» **Quoted text**
>> start
Last year my weather station showed overnight low temps here below 10 dF for a week or so. It was a unusually cold winter.
 
Yes, I read that yesterday. It's good to see some additional manufacturers coming on board. I'm watching this closely too and may hold off for another year in upgrading our system if the tech makes a large difference. If not, or if the cost is too high then we may go with existing tech. In our climate zone we will never see these extreme temperatures. I think the coldest it has been in the past 30 yrs has been around 15º.

Yeah, it’s not really your climate zone but your specific near waterfront location. I should be in your same zone but we’ve seen 4 degrees and blowing.

Glad to see progress in cold weather heat pump tech. Now if they would just spend more effort on air to water.
 
We installed a new heat pump combo unit before last winter. Needed a unit and tax incentives/rebates didn't play into my purchase. Our unit has natural gas as the auxiliary heat, works great for us and last Christmas it was below zero, heat pump switches over below freezing.
 
Ours switches over to resistance heating at 25º, but by then it is running continually with defrost cycling. The next system will have full output at 17ºF.
 
I had a York heat pump installed in October of 2023 that states in the manual that "The unit provides compressor heat down to an outdoor ambient temperature of -5 degrees F." So far it's operated just fine and we've hit single digits a handful of times. My electric bill has increased significantly versus running an oil boiler, but I'm still pleased with the installation.

Like others, I constantly want to wait "one more year" to do major projects hoping the technology and efficiencies will further improve but in this case I think the differences over one year are negligible.

The total cost for the heat pump, upgraded ductwork in the attic, and a new air handler was 15k. That was a lot, but I never have to fill my 1000 gallon oil tank again and it does qualify for the $2000 tax credit.
 
I had a York heat pump installed in October of 2023 that states in the manual that "The unit provides compressor heat down to an outdoor ambient temperature of -5 degrees F." So far it's operated just fine and we've hit single digits a handful of times. My electric bill has increased significantly versus running an oil boiler, but I'm still pleased with the installation.

Like others, I constantly want to wait "one more year" to do major projects hoping the technology and efficiencies will further improve but in this case I think the differences over one year are negligible.

The total cost for the heat pump, upgraded ductwork in the attic, and a new air handler was 15k. That was a lot, but I never have to fill my 1000 gallon oil tank again and it does qualify for the $2000 tax credit.
Sounds great. Does the heatpump system have backup resistance heaters or is this on the heat pump alone?
 
Sounds great. Does the heatpump system have backup resistance heaters or is this on the heat pump alone?
There's probably some clever back and forth going on in order to satisfy the thermostat in those temperatures but it does say "compressor heat down to....." so I think that means just the heat pump. It has a 10kW auxiliary resistance element which was installed as an accessory to the air handler but I can't say for certain exactly how everything interacts.
>> end
» **Problems to solve**
a: In the heat pump thread:
(i) What does one poster say is about the coldest it has been where they live in the past 30 years?
(ii) At what temperature does one poster's system switch over to resistance heating?
(iii) What did the York heat pump, upgraded attic ductwork, and new air handler cost in total?
b: In the heat pump thread, could you swap "manufacturers" for "brands" in the passage starting with "Yes, I read" and going on through "been around 15º."?
c: How might the heat pump thread carry on from where it stops?
The listing that comes next plays no part in this work.

» **Data excerpt**
>> start
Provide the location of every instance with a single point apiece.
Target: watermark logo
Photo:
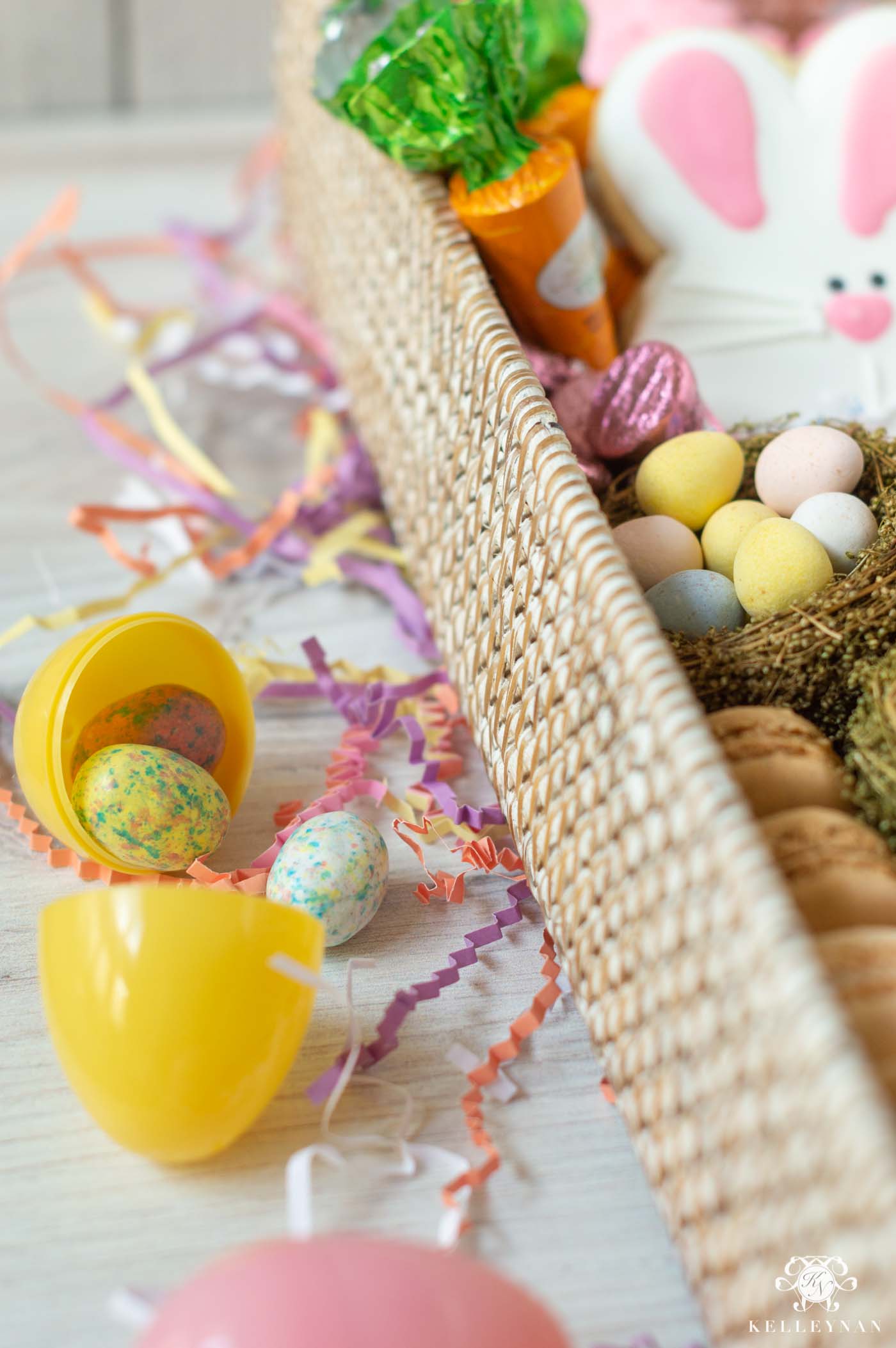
>> end
» **Outputs by task**
a:
(i) Around 15º.
(ii) 25º.
(iii) 15k.

b:
Yes, I read that yesterday. It's good to see some additional brands coming on board. I'm watching this closely too and may hold off for another year in upgrading our system if the tech makes a large difference. If not, or if the cost is too high then we may go with existing tech. In our climate zone we will never see these extreme temperatures. I think the coldest it has been in the past 30 yrs has been around 15º.

c:
 
There's probably some clever back and forth going on in order to satisfy the thermostat in those temperatures but it does say "compressor heat down to....." so I think that means just the heat pump. It has a 10kW auxiliary resistance element which was installed as an accessory to the air handler but I can't say for certain exactly how everything interacts.

I disagree that it means that.

With a variable speed compressor it is really hard to tell what is going on. With my (old) single speed, I can just listen to it cycle on and off, and know that it starts to run 100% around 21-22°F. Below that the compressor continues to run 100%, but the aux strips cycle. I have the compressor set to keep running down to 0°F (which I see for an hour or two every few years), but down there it is only providing a fraction of my BTUs

My guess is that your system is calling backup strips at some temperature well above -5°F. You either need to get info from your tstat (my ecobee system gives me graphs) or put a monitor on your strips to be sure.

PS: Funny story, when I got this system together back in 2017, the ecobee3 did a funny thing: when it cycled off the strips, it ALSO cycled off the compressor, and then had neither run for a lockout period (of 5 minutes) to protect the compressor. This is really dumb, and was a feature of all smart stats at that time running two-stage, due to the setup of legacy systems. The shutdown ofc just limits the BTUs you can get out of your HP, costing you more energy. The cycling of the HP also wears the startup system, and has a negative comfort effect.

This is ofc contra to the ecobee company's mantra of saving you energy, and I ended up on a webforum with the CEO of ecobee (a much smaller company at that time) and griped about this issue that is costing customers tons of energy (I estimated >500kWh/yr) and comfort, while also being a firmware fix. The guy was responsive, and admitted that it needed to be fixed (to leave the HP at 100% and cycle the strips) while telling me that ALL the smart stats still operated that way.

A couple years later I noticed that the same stat started running the right way... HP 100%, cycling the strips. Updated the firmware wirelessly at some point. :)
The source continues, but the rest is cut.